*TO DO*. Copy out word for word everything in the bowel cancer immunotherapy trial article from "- Zero relapses: After" down to "their cancer return.".

*EXTRACT PROVIDED*.

- - -

A small but striking clinical trial in the U.K. has recorded zero cancer relapses among bowel cancer patients who received immunotherapy before surgery — nearly three years after treatment ended. The results, presented at the American Association for Cancer Research meeting in San Diego, suggest that for a specific group of patients, this approach may dramatically outperform standard care.
At a glance
- Pre-surgery immunotherapy: Patients received up to nine weeks of pembrolizumab before bowel surgery, replacing the conventional sequence of surgery followed by three to six months of chemotherapy.
- Zero relapses: After 33 months of follow-up, none of the 32 trial participants — including some who had residual cancer after treatment — had seen their cancer return.
- MMR-deficient bowel cancer: The trial targeted patients with a specific genetic profile found in roughly 10–15% of stage two or three bowel cancer cases, representing around 2,000–3,000 U.K. diagnoses per year.
What the trial found
The NEOPRISM-CRC trial, led by University College London (UCL) and University College London Hospitals NHS Foundation Trust (UCLH), enrolled 32 patients with stage two or three bowel cancer who carried a genetic marker known as MMR deficiency, or MSI-high status. Participants were recruited across five U.K. hospitals.

- - -

*DATA RECORDS*.
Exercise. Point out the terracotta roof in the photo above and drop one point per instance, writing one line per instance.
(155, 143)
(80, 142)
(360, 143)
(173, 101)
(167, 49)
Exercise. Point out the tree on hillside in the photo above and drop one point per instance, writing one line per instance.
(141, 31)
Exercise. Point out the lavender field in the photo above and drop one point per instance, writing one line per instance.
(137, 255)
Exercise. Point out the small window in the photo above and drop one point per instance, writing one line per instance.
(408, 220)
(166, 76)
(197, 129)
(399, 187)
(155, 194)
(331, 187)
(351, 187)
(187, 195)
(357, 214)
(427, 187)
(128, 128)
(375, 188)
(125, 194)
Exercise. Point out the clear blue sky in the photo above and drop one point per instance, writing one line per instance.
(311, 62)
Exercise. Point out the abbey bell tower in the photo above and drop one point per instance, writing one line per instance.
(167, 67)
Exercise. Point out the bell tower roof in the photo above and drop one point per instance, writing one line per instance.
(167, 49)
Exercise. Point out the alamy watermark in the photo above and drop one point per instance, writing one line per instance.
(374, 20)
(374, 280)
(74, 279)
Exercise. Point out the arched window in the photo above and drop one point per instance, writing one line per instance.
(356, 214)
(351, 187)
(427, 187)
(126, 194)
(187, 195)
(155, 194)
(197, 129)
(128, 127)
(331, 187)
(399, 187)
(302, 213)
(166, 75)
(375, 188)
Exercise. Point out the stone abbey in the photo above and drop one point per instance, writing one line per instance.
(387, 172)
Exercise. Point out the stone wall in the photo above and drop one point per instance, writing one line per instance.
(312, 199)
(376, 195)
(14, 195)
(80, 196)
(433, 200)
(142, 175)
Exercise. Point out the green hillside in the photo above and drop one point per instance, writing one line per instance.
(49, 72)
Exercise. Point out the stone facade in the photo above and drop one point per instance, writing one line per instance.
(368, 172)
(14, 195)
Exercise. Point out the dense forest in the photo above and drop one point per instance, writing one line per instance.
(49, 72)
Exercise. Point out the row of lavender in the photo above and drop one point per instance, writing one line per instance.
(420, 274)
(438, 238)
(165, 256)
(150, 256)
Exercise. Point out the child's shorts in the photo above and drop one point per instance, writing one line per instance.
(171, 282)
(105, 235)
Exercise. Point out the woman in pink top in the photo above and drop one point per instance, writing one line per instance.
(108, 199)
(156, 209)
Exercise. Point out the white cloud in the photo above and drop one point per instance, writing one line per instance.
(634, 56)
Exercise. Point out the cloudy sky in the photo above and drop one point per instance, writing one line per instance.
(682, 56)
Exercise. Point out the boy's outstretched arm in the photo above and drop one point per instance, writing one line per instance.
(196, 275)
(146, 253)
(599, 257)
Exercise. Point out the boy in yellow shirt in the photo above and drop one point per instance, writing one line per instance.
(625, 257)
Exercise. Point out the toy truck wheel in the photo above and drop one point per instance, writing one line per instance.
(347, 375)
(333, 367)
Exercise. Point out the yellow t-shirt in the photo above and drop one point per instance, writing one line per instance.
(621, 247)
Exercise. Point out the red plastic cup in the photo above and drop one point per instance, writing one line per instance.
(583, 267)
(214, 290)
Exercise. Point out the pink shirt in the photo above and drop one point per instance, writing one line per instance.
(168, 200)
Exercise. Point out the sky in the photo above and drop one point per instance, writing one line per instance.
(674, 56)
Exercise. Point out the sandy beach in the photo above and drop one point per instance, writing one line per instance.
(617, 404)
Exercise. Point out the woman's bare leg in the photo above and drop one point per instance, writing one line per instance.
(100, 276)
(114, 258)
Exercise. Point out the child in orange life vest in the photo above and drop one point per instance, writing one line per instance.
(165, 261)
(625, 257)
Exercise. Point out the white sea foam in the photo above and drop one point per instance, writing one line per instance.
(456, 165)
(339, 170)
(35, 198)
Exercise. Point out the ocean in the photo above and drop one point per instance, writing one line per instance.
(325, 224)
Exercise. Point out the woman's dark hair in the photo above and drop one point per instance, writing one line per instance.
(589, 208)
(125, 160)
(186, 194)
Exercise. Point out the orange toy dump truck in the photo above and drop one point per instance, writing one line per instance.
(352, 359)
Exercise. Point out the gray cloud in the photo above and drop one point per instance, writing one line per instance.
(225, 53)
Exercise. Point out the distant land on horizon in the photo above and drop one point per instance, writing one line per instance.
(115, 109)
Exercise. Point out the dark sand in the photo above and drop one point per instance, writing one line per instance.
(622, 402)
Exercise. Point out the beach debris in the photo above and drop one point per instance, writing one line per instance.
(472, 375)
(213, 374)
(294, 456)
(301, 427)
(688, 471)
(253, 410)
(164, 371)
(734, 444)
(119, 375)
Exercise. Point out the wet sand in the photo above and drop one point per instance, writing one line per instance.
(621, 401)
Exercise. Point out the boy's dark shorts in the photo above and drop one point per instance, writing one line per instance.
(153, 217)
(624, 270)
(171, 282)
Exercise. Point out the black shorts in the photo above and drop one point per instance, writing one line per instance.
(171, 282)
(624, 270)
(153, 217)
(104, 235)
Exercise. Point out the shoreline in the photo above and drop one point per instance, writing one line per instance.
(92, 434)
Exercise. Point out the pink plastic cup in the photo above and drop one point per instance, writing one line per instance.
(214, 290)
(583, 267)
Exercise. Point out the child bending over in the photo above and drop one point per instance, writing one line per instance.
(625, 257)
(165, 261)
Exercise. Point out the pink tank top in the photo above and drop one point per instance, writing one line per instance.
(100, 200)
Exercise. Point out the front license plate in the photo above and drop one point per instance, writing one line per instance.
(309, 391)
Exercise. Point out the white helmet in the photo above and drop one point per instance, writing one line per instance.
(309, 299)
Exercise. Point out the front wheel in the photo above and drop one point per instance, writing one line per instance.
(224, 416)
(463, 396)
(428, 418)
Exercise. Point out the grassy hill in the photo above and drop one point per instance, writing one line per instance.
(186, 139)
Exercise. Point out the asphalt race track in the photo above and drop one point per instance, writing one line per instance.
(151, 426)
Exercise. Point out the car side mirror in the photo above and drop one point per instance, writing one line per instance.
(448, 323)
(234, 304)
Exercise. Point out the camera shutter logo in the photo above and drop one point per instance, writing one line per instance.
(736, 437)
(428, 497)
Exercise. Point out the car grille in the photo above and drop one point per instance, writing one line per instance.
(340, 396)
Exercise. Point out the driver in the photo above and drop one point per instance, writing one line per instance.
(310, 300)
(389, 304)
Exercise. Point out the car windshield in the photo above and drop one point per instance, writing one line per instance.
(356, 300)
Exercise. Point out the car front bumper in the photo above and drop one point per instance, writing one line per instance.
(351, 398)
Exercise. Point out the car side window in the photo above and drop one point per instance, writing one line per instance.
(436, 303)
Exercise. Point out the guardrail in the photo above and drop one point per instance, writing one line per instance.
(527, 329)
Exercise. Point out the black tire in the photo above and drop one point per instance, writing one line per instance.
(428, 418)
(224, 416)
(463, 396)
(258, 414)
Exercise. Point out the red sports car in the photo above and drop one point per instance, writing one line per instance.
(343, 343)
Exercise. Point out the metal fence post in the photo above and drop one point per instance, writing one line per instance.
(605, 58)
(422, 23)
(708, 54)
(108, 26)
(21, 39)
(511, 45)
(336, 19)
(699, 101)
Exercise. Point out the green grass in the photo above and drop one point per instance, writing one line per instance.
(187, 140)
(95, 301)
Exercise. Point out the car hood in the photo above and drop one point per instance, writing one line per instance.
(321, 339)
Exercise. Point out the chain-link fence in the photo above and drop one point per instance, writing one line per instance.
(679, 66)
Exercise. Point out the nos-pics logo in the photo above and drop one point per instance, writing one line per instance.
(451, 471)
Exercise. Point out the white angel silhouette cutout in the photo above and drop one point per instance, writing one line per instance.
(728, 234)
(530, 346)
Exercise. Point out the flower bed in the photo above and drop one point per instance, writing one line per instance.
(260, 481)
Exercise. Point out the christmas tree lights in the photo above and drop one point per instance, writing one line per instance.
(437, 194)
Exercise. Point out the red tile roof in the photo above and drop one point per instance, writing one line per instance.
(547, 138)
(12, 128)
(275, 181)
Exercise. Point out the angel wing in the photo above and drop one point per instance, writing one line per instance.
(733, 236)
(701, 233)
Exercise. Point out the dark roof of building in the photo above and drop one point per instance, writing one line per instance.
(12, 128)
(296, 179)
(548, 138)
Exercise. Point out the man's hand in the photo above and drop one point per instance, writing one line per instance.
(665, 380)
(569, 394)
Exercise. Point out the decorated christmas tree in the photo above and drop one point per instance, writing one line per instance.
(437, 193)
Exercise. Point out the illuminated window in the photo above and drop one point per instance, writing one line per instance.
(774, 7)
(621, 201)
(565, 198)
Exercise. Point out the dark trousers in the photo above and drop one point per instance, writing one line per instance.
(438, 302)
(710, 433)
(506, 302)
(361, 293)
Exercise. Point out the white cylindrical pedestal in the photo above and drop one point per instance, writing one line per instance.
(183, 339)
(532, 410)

- - -

*OUTPUT BELOW*.
- Zero relapses: After 33 months of follow-up, none of the 32 trial participants — including some who had residual cancer after treatment — had seen their cancer return.